== Text passage ==

ECB’s Schnabel: Current Lockdown Less Harmful to Economy Than First One

3 November 2020

By David Barwick – FRANKFURT (EconoStream) – The economic fallout from the second wave of the pandemic shouldn’t be as severe as the first time around, European Central Bank Executive Board member Isabel Schnabel said Tuesday.

In an interview with German business daily Handelsblatt, a text of which the ECB made available, Schnabel was noncommittal on the subject of making flexibility a hallmark of other ECB asset purchase programmes, and left the door open to a renewed interest rate cut.

With respect to the impact of the lockdown on output, ‘the effects are likely to be less pronounced this time, because the lockdown is more targeted’, she said. ‘It is a hard blow to the services sector, but manufacturing is not being shut down and is benefiting from China’s strong recovery.’

The third quarter was ‘surprisingly good’, while the current quarter ‘will likely see a marked decline in growth’, she said.

Asked if the ECB’s pandemic emergency purchase programme (PEPP) would need to continue for as long as the pandemic depresses inflation, Schnabel said that once the crisis is over, the ECB would have to ‘fall back on our regular toolbox’ in pursuing price stability. ‘But we’re still a long way off from that’, she added.

Schnabel was careful to distinguish between what she called the ‘net purchase phase’ of the PEPP, when the ECB is accumulating assets on balance, and the reinvestment phase, when maturing securities are only replaced, maintaining the volume of the portfolio.

‘I can imagine that the long-term effects would be taken into account when determining the length of the reinvestment phase, for example’, she said.

As to applying the PEPP’s flexibility to other asset purchase programmes, Schnabel said merely that the Governing Council had not discussed this. In contrast, Executive Board member Yves Mersch in a speech on Monday had been more categorical, suggesting that the PEPP’s flexibility was necessarily unique and that the Asset Purchase Programmes (APP) ‘will also not inherit the features of the PEPP.’

Further cutting the ECB’s deposit facility rate, now at -0.5%, ‘would be possible without reaching the point at which it no longer works or even causes harm’, she said. The Council has made no decisions about this, however, she said.

Schnabel’s view aligns with that of Bundesbank President Jens Weidmann, who a month ago said that the Council considers the so-called reverse rate not to have been reached yet and that ‘[f]urther interest rate cuts are thus possible’.

In contrast, Chief Economist Philip Lane last month indicated a reluctance to take interest rates further into negative territory. The shock from the pandemic should be mainly temporary and the impact on output ‘mostly gone by 2022’, whereas ‘[a]ny interest rate cut typically lasts for a long time’ because the entire yield curve shifts in response, he argued.

However, while favouring asset purchases as more effective, Lane too left the possibility of a conventional move on the table: ‘The value of a rate cut is still there and we look at it all the time,’ he said. ‘It’s perpetually looked at. We reject the idea that we are at the lower bound. ‘

In other comments, Schnabel professed concern about a tightening by banks of credit standards. ‘We are keeping a close eye on that’, she said. ‘The economic downturn must not be further exacerbated by the banking sector.’

===
== Listed entries ==

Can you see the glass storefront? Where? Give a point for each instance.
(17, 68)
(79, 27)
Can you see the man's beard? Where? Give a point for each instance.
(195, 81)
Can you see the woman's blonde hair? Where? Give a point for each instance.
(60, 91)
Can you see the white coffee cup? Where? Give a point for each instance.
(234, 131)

===
== Listed entries ==

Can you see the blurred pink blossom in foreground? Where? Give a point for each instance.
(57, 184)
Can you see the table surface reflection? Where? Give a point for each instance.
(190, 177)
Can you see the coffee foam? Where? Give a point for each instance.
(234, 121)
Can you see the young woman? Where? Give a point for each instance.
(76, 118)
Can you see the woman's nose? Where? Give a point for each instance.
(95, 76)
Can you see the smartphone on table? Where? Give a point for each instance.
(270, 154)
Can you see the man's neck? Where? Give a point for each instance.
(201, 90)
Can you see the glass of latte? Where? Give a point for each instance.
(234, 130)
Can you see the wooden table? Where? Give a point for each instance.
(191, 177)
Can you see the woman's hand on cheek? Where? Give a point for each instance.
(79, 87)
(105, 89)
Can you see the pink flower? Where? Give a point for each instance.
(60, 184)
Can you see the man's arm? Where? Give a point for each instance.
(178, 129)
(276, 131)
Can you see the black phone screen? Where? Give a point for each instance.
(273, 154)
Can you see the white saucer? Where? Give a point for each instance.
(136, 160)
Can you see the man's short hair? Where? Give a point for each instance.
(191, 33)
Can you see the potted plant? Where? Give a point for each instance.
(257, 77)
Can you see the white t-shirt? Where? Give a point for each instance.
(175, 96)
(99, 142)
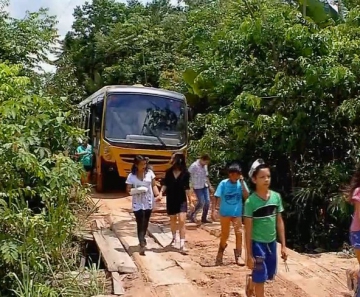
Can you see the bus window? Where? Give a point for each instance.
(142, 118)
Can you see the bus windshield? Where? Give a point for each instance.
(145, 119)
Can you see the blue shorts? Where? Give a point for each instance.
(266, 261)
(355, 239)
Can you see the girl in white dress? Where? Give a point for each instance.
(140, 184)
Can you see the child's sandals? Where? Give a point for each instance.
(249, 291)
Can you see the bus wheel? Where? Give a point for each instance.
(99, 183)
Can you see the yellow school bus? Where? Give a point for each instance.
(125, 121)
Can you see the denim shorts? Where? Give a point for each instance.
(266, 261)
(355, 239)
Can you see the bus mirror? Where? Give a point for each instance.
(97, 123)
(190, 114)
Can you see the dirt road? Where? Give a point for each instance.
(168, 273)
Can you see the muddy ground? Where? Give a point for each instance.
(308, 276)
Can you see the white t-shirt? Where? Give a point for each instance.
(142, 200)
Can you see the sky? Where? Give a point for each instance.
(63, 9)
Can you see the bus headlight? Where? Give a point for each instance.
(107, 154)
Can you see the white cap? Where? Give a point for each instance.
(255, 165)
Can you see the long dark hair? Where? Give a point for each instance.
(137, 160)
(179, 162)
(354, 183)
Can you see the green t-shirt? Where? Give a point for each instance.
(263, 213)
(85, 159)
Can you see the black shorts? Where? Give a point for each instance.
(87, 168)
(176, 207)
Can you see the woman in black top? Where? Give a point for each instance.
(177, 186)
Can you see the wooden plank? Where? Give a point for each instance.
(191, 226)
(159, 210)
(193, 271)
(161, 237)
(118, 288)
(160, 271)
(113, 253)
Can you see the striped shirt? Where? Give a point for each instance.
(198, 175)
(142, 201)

===

*Work to be completed:* Copy the stretch from "The third quarter" through "that’, she added." in the article on Schnabel's interview, renaming "toolbox" as "set of instruments". Nothing in the lines matters for this work.

*Task answer:*
The third quarter was ‘surprisingly good’, while the current quarter ‘will likely see a marked decline in growth’, she said.

Asked if the ECB’s pandemic emergency purchase programme (PEPP) would need to continue for as long as the pandemic depresses inflation, Schnabel said that once the crisis is over, the ECB would have to ‘fall back on our regular set of instruments’ in pursuing price stability. ‘But we’re still a long way off from that’, she added.